BRANO ESTRATTO:
Mazzini combatte tante importanti e buone battaglie, come ad esempio quella dello sharenting (diffondere e pubblicare foto dei propri figli o in generale minori senza assicurare loro una tutela) e parla molto di tutela della privacy sui social. Ne parla facendo nomi, cognomi e colore dei capelli, puntando il dito e provocando, come sempre accade in questi casi, inevitabili shitstorm. Accusa fenomeni e persone. Ne evidenzia – di entrambi – incoerenze. Il suo target d’analisi principale? Gli influencer (vi ricorda qualcuno? Sì, come Selvaggia Lucarelli) e tra i suoi nemici a tempo indeterminato c’è Fedez (vi ricorda qualcuno? Sì, come Selvaggia Lucarelli). È giornalista e scrivere per Il Fatto Quotidiano e Domani (vi ricorda qualcuno? Sì, eccetera eccetera).

COSA SI CHIEDE: Riproduci fedelmente il passo del brano su Mazzini che va da "Mazzini combatte tante" fino a "Sì, eccetera eccetera).", quest'ultimo compreso.

VOCI ESTRATTE:
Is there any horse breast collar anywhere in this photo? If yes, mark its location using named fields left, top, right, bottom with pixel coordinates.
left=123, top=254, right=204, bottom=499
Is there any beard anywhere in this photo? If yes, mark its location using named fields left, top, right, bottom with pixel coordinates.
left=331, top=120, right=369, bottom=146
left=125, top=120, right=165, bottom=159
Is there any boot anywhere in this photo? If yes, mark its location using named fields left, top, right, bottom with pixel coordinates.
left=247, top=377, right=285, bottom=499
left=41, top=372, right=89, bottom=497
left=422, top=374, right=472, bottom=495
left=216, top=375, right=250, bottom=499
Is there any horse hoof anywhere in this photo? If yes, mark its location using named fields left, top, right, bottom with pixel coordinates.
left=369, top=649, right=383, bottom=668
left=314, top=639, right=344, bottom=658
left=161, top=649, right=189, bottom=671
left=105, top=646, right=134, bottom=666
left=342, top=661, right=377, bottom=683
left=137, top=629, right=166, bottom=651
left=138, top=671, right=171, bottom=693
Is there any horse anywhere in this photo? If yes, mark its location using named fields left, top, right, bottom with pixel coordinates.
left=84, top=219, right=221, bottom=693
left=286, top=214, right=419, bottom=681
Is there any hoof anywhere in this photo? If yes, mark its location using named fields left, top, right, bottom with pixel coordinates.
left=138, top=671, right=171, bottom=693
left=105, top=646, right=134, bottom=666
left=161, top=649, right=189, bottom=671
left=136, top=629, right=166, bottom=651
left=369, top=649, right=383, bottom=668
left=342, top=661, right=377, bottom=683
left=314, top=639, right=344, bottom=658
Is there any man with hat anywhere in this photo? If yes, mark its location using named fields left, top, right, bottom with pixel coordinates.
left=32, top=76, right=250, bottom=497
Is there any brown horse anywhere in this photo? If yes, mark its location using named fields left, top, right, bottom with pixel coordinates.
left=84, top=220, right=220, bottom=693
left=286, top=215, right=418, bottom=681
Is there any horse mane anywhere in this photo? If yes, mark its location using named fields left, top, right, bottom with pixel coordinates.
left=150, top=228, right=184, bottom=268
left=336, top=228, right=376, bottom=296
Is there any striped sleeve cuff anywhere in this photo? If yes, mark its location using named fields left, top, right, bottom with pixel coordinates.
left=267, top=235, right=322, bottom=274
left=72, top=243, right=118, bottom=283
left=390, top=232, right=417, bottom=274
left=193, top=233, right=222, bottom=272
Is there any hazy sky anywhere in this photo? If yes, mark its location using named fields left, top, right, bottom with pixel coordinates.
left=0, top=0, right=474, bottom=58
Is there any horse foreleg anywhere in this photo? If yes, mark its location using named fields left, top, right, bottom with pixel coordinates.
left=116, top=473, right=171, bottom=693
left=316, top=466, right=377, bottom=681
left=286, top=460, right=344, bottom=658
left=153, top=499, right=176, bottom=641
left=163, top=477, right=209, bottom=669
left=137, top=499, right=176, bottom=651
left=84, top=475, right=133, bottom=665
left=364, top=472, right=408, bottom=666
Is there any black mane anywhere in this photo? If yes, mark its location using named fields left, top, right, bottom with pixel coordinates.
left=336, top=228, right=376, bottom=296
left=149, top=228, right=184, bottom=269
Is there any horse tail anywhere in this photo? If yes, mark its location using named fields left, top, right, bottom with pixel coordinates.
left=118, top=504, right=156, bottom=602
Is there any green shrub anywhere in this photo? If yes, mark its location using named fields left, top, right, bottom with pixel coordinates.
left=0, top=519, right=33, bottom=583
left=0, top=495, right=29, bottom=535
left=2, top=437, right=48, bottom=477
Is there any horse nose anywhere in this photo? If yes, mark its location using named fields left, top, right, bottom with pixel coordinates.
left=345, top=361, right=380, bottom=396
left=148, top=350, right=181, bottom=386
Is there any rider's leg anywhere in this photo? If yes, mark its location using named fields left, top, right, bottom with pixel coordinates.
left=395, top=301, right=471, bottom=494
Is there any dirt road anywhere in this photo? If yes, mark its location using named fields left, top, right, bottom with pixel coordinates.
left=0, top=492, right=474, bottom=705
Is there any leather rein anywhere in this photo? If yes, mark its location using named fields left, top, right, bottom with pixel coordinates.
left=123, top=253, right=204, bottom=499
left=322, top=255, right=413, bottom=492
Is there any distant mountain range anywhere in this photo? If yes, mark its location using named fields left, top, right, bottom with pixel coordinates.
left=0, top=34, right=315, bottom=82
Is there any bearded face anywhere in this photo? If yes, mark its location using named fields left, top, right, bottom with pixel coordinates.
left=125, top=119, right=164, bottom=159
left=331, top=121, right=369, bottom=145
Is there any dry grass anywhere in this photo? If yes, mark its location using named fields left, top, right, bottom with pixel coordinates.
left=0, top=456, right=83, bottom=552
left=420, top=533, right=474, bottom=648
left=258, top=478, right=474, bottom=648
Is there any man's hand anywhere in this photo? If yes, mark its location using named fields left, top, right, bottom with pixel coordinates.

ESITO ESERCIZIO:
Mazzini combatte tante importanti e buone battaglie, come ad esempio quella dello sharenting (diffondere e pubblicare foto dei propri figli o in generale minori senza assicurare loro una tutela) e parla molto di tutela della privacy sui social. Ne parla facendo nomi, cognomi e colore dei capelli, puntando il dito e provocando, come sempre accade in questi casi, inevitabili shitstorm. Accusa fenomeni e persone. Ne evidenzia – di entrambi – incoerenze. Il suo target d’analisi principale? Gli influencer (vi ricorda qualcuno? Sì, come Selvaggia Lucarelli) e tra i suoi nemici a tempo indeterminato c’è Fedez (vi ricorda qualcuno? Sì, come Selvaggia Lucarelli). È giornalista e scrivere per Il Fatto Quotidiano e Domani (vi ricorda qualcuno? Sì, eccetera eccetera).